> **Exercise**: Reproduce all of the data exactly.

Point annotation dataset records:
^^^^

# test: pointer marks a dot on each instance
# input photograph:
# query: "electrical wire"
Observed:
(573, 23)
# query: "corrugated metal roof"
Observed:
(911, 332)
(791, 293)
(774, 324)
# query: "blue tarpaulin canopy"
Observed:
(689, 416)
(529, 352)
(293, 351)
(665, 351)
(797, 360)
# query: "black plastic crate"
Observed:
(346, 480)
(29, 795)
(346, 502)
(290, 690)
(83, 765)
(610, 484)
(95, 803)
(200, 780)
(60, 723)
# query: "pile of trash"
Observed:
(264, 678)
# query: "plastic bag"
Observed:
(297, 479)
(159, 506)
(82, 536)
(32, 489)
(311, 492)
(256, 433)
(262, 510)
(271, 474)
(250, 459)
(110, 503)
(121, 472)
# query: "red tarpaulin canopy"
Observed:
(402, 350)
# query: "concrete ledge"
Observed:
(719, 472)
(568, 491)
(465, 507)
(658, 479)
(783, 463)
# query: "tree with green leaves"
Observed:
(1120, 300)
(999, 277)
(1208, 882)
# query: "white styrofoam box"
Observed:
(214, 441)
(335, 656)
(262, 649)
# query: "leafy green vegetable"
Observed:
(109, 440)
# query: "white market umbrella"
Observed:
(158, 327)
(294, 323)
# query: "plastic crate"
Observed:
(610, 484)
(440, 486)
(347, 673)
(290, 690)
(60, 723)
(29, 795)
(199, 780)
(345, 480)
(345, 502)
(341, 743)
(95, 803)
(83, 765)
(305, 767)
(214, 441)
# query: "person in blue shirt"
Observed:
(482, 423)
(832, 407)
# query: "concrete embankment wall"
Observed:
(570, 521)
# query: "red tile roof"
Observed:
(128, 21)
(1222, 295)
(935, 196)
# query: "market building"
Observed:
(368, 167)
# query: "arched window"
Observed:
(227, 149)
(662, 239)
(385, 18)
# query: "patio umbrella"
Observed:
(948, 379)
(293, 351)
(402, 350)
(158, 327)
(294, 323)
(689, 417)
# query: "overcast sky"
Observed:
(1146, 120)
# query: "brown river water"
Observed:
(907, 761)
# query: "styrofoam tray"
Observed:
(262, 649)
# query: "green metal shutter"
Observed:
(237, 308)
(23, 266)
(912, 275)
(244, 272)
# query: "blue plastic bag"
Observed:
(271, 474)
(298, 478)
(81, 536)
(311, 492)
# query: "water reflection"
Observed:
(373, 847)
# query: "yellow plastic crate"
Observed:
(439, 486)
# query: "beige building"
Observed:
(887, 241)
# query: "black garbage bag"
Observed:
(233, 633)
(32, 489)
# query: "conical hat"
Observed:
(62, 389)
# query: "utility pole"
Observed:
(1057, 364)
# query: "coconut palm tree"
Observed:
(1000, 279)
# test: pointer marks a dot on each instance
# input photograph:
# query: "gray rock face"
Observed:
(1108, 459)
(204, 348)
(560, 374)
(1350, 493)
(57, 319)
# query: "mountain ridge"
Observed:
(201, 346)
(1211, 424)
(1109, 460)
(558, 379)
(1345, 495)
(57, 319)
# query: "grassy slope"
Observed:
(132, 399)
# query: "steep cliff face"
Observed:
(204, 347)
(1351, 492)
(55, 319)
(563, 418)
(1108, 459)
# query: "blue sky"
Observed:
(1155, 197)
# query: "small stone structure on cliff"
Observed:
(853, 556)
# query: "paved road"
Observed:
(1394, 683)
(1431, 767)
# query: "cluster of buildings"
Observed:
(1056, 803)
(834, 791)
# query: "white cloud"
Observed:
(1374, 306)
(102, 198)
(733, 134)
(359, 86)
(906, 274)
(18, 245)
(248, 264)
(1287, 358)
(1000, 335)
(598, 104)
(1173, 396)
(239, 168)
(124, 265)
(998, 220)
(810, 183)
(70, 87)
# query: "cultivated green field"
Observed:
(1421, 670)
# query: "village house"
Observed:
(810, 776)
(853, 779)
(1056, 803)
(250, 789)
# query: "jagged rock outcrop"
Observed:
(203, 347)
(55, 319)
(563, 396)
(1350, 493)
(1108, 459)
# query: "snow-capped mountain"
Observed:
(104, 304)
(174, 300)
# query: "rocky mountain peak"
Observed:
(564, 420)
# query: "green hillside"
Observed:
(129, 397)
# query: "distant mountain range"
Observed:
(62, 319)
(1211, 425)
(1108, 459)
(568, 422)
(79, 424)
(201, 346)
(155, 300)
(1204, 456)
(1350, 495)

^^^^

> **Result**:
# test: pointer marks a dot on each instance
# input photograph:
# query: "electrical wire"
Observed:
(573, 23)
# query: "corrugated metal roof"
Observed:
(911, 332)
(791, 293)
(774, 324)
# query: "blue tarpaulin canopy"
Observed:
(689, 416)
(529, 352)
(293, 351)
(665, 351)
(797, 360)
# query: "black plastic crate"
Observed:
(346, 480)
(29, 795)
(346, 502)
(290, 690)
(83, 765)
(610, 484)
(95, 803)
(200, 780)
(60, 723)
# query: "pile of trash"
Observed:
(264, 678)
# query: "plastic bag"
Observed:
(297, 479)
(159, 506)
(82, 536)
(32, 489)
(311, 492)
(256, 433)
(262, 510)
(271, 474)
(250, 459)
(110, 503)
(121, 472)
# query: "red tarpaulin canopy"
Observed:
(402, 350)
# query: "concrete ledge"
Observed:
(719, 472)
(568, 491)
(465, 507)
(658, 479)
(783, 463)
# query: "tree with green leaves"
Observed:
(1120, 300)
(999, 277)
(1208, 882)
# query: "white styrofoam box"
Observed:
(214, 441)
(335, 656)
(262, 649)
# query: "leafy green vegetable"
Observed:
(109, 440)
# query: "white market umbrella"
Observed:
(158, 327)
(294, 323)
# query: "plastic crate"
Observed:
(610, 484)
(440, 486)
(347, 673)
(290, 690)
(60, 723)
(29, 795)
(199, 780)
(345, 480)
(345, 502)
(341, 743)
(95, 803)
(83, 765)
(305, 767)
(214, 441)
# query: "person in blue shirt"
Observed:
(482, 423)
(832, 407)
# query: "concrete embankment wall"
Observed:
(570, 521)
# query: "red tile roof"
Observed:
(128, 21)
(1222, 295)
(935, 196)
# query: "market building"
Observed:
(368, 167)
# query: "arched window"
Observed:
(227, 149)
(662, 239)
(385, 18)
# query: "patio umbrella"
Observed:
(948, 379)
(293, 351)
(402, 350)
(158, 327)
(294, 323)
(689, 417)
# query: "overcast sky"
Observed:
(1146, 120)
# query: "brown river water"
Observed:
(907, 761)
# query: "styrofoam tray"
Observed:
(262, 649)
# query: "green metal shutter"
Observed:
(237, 308)
(23, 266)
(912, 275)
(244, 272)
# query: "blue plastic bag"
Observed:
(271, 474)
(298, 478)
(81, 536)
(311, 492)
# query: "water reflection"
Observed:
(373, 847)
# query: "yellow plastic crate"
Observed:
(439, 486)
# query: "beige building"
Observed:
(887, 241)
# query: "black garbage bag"
Observed:
(233, 633)
(32, 489)
# query: "conical hat"
Observed:
(62, 389)
# query: "utility pole"
Observed:
(1057, 364)
# query: "coconut palm tree"
Observed:
(1000, 279)
# test: pointer marks a dot on each instance
# input photograph:
# query: "gray rock face"
Observed:
(1108, 459)
(204, 348)
(560, 374)
(1350, 493)
(57, 319)
# query: "mountain ridge"
Observed:
(201, 346)
(1211, 424)
(1109, 460)
(558, 379)
(1345, 495)
(57, 319)
# query: "grassy slope"
Observed:
(132, 399)
# query: "steep cliff face"
Observed:
(204, 347)
(1351, 492)
(55, 319)
(563, 418)
(1108, 459)
# query: "blue sky"
Observed:
(1155, 197)
# query: "small stone structure on cliff"
Observed:
(853, 556)
# query: "paved road"
Observed:
(1394, 683)
(1431, 767)
# query: "cluster of buildings"
Observed:
(1056, 803)
(834, 791)
# query: "white cloud"
Observed:
(1374, 306)
(102, 198)
(733, 134)
(359, 86)
(906, 274)
(18, 245)
(248, 264)
(1287, 358)
(1000, 335)
(598, 104)
(1173, 396)
(239, 168)
(124, 265)
(998, 220)
(810, 183)
(70, 87)
# query: "cultivated green field"
Observed:
(1421, 670)
# query: "village house"
Observed:
(810, 776)
(853, 779)
(1056, 803)
(250, 789)
# query: "jagged rock outcrop"
Observed:
(203, 347)
(55, 319)
(563, 396)
(1350, 493)
(1108, 459)
# query: "snow-capped mountain"
Observed:
(104, 304)
(174, 300)
# query: "rocky mountain peak"
Observed:
(564, 420)
# query: "green hillside"
Observed:
(129, 397)
# query: "distant mountain range"
Observed:
(62, 319)
(1211, 425)
(1108, 459)
(568, 422)
(79, 424)
(201, 346)
(155, 300)
(1204, 456)
(1350, 495)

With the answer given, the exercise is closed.